=== Section Start ===
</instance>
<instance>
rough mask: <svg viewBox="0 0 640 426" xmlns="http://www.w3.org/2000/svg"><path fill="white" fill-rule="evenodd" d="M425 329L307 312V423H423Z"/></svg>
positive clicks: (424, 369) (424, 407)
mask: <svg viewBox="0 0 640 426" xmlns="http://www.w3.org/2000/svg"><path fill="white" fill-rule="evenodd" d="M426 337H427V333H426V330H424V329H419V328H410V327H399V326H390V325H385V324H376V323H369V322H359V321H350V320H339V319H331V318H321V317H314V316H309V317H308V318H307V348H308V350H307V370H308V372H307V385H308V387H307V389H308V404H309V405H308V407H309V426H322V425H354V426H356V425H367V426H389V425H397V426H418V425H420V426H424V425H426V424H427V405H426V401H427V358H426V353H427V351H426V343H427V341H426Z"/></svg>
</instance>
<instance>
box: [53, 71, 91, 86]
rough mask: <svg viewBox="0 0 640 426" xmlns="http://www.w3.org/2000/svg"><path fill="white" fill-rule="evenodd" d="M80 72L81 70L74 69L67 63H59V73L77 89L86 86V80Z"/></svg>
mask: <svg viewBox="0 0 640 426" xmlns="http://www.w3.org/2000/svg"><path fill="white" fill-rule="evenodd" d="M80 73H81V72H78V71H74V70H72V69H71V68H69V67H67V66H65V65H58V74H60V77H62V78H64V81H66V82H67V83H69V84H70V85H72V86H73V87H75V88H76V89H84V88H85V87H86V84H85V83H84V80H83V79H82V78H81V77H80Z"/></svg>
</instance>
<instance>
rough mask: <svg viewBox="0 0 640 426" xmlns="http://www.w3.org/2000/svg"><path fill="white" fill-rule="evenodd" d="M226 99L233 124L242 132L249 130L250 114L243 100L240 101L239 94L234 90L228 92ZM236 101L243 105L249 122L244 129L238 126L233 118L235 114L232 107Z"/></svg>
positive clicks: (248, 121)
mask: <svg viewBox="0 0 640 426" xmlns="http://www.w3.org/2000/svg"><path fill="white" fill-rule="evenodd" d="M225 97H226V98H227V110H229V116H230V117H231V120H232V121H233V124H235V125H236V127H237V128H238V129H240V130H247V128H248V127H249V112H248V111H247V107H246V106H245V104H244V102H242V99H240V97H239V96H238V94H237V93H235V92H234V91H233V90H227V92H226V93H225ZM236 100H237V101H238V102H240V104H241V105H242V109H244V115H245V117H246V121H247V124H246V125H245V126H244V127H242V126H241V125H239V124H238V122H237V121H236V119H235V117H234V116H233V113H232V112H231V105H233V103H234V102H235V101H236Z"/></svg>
=== Section End ===
The entries must all be transcribed exactly.

• Exercise result:
</instance>
<instance>
rough mask: <svg viewBox="0 0 640 426" xmlns="http://www.w3.org/2000/svg"><path fill="white" fill-rule="evenodd" d="M425 329L307 312V423H423Z"/></svg>
positive clicks: (424, 369) (424, 407)
mask: <svg viewBox="0 0 640 426" xmlns="http://www.w3.org/2000/svg"><path fill="white" fill-rule="evenodd" d="M426 337H427V333H426V330H424V329H419V328H410V327H399V326H390V325H385V324H376V323H369V322H359V321H350V320H339V319H331V318H321V317H314V316H309V317H308V318H307V348H308V350H307V370H308V372H307V385H308V387H307V389H308V404H309V405H308V407H309V426H322V425H354V426H356V425H367V426H389V425H397V426H418V425H420V426H424V425H426V424H427V405H426V401H427V358H426V353H427V351H426V343H427V341H426Z"/></svg>
</instance>
<instance>
box: [53, 71, 91, 86]
rough mask: <svg viewBox="0 0 640 426" xmlns="http://www.w3.org/2000/svg"><path fill="white" fill-rule="evenodd" d="M80 72L81 70L74 69L67 63H59V73L77 89L86 86V80Z"/></svg>
mask: <svg viewBox="0 0 640 426" xmlns="http://www.w3.org/2000/svg"><path fill="white" fill-rule="evenodd" d="M80 73H81V72H78V71H74V70H72V69H71V68H69V67H67V66H65V65H58V74H60V77H62V78H64V81H66V82H67V83H69V84H70V85H72V86H73V87H75V88H76V89H84V88H85V87H86V84H85V83H84V80H83V79H82V78H81V77H80Z"/></svg>
</instance>
<instance>
rough mask: <svg viewBox="0 0 640 426" xmlns="http://www.w3.org/2000/svg"><path fill="white" fill-rule="evenodd" d="M226 99L233 124L242 132L249 130L250 114L243 100L240 101L239 94L234 90L228 92ZM236 101L243 105L249 122L244 129L238 126L233 118L235 114L232 107Z"/></svg>
positive clicks: (248, 121)
mask: <svg viewBox="0 0 640 426" xmlns="http://www.w3.org/2000/svg"><path fill="white" fill-rule="evenodd" d="M225 97H226V98H227V110H229V116H230V117H231V120H232V121H233V124H235V125H236V127H237V128H238V129H240V130H247V128H248V127H249V112H248V111H247V107H246V106H245V104H244V102H242V99H240V97H239V96H238V94H237V93H235V92H234V91H233V90H227V92H226V93H225ZM236 100H237V101H238V102H240V104H241V105H242V109H244V115H245V117H246V121H247V124H246V125H245V126H244V127H242V126H241V125H239V124H238V122H237V121H236V119H235V117H234V116H233V113H232V112H231V105H233V103H234V102H235V101H236Z"/></svg>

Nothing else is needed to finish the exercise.